Express the records as a Markdown table with the columns Row and Content, starting with the line containing "One point belongs to every instance of the large" and going on through the line containing "Target: green leaf". Give each line its own numbered row and leave out blank lines.
* begin Records shown *
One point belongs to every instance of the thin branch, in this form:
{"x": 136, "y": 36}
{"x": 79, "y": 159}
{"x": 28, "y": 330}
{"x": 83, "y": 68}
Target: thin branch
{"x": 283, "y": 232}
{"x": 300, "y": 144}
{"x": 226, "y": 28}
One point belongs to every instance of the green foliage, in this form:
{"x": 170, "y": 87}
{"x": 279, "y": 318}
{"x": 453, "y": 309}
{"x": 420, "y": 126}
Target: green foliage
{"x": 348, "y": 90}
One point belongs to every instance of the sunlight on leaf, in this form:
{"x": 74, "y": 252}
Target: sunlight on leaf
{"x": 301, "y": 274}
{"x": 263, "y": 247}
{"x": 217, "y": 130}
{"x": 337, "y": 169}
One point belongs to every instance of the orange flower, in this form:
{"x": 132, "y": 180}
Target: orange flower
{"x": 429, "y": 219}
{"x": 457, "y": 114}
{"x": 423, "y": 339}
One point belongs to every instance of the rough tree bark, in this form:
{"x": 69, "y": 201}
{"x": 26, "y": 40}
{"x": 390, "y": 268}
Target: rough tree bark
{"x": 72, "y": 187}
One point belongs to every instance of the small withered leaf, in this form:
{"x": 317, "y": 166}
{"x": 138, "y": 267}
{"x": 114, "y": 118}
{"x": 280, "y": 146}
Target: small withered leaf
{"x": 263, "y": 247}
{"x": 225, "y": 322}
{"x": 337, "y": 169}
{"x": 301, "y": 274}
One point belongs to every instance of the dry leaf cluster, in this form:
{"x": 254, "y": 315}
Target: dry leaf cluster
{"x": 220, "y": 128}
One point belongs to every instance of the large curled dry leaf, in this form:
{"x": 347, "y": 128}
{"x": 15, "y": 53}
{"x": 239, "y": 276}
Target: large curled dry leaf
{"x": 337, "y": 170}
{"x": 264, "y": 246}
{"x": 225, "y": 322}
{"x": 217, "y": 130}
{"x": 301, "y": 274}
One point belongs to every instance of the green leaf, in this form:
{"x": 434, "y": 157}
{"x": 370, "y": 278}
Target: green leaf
* end Records shown *
* begin Records shown *
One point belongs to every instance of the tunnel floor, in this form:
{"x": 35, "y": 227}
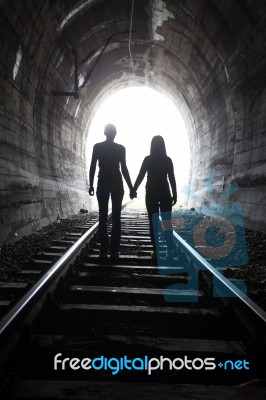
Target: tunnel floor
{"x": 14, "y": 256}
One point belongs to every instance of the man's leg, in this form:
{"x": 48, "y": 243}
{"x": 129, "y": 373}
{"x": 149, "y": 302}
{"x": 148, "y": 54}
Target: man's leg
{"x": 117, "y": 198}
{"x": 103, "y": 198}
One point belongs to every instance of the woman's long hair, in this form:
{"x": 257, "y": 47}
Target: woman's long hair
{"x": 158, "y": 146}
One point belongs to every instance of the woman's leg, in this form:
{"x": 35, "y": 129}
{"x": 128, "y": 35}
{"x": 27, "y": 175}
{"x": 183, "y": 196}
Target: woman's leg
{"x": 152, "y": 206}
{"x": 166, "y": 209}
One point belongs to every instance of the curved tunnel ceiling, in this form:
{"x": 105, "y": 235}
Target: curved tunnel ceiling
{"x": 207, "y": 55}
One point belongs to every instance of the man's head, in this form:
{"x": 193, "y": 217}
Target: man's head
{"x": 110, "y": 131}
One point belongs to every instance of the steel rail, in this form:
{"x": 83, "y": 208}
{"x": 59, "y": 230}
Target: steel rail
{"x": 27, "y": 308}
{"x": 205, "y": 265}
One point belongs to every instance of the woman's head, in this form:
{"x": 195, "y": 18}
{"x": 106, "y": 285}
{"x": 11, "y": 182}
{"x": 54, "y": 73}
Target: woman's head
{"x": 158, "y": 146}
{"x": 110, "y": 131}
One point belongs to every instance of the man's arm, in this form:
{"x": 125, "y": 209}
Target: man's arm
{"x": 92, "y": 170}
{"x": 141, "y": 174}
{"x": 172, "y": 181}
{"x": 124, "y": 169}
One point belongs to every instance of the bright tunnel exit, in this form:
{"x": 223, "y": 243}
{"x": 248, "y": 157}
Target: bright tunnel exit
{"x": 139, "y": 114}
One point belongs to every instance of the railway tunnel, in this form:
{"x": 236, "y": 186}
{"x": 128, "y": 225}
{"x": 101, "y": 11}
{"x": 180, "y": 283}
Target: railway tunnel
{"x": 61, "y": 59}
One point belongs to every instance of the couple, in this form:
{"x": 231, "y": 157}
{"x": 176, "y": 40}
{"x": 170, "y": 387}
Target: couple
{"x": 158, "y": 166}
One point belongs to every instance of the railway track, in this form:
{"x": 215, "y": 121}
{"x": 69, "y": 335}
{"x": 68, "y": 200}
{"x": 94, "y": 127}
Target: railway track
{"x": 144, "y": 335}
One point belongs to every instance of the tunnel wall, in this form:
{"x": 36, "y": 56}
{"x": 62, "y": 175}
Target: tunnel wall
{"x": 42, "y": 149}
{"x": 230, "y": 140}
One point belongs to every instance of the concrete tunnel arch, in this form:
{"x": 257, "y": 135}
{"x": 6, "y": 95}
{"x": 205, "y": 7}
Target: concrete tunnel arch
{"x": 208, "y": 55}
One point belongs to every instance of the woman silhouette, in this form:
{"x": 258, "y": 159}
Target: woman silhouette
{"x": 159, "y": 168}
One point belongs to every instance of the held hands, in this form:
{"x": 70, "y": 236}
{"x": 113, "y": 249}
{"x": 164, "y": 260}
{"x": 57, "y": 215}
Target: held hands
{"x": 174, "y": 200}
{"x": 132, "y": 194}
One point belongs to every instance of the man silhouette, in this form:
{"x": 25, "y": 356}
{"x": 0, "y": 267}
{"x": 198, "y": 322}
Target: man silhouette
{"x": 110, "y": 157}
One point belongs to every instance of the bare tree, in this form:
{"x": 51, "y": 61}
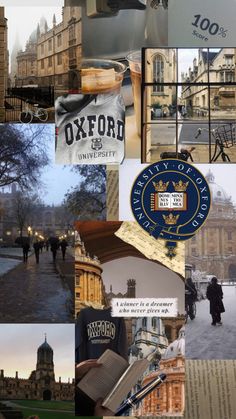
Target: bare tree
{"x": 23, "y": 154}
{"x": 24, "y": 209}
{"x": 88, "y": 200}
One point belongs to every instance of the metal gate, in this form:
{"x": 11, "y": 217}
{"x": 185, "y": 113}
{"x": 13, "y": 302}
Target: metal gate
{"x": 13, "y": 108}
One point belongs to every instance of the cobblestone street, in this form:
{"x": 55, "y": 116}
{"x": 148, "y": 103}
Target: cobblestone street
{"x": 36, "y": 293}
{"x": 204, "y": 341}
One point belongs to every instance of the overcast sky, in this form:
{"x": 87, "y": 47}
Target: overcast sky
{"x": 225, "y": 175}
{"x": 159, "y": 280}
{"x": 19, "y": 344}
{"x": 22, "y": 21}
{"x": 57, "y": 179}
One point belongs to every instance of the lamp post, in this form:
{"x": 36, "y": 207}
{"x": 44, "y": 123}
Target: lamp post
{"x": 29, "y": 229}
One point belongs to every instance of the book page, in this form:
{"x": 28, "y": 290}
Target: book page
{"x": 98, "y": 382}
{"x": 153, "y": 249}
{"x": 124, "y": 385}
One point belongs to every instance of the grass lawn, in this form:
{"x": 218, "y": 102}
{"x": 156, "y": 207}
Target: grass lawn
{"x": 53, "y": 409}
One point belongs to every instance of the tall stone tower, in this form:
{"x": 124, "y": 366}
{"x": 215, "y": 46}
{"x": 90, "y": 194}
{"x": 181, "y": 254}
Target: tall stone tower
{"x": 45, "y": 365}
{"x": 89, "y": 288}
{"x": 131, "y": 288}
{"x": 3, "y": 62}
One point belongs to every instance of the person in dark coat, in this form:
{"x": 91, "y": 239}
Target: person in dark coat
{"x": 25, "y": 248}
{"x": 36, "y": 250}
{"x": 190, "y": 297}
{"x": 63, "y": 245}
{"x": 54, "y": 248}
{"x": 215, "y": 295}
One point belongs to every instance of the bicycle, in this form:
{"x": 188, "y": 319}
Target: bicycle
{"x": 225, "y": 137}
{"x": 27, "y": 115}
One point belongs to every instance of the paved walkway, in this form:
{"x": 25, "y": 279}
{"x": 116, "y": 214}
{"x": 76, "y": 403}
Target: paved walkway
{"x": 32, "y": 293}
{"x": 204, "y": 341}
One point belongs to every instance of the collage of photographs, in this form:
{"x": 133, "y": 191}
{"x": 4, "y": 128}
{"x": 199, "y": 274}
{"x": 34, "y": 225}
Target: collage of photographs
* end Records shown *
> **Result of this exercise**
| Row | Content |
|---|---|
| 1 | One point belongs to every instance of the large curled dry leaf, in this form: |
| 2 | {"x": 347, "y": 128} |
| 3 | {"x": 15, "y": 53} |
| 4 | {"x": 239, "y": 276} |
| 5 | Target: large curled dry leaf |
| 6 | {"x": 337, "y": 170} |
| 7 | {"x": 264, "y": 246} |
| 8 | {"x": 225, "y": 322} |
| 9 | {"x": 217, "y": 130} |
| 10 | {"x": 301, "y": 274} |
| 11 | One point belongs to every instance of the green leaf, in this form: |
| 12 | {"x": 434, "y": 157} |
| 13 | {"x": 370, "y": 278} |
| 14 | Target: green leaf |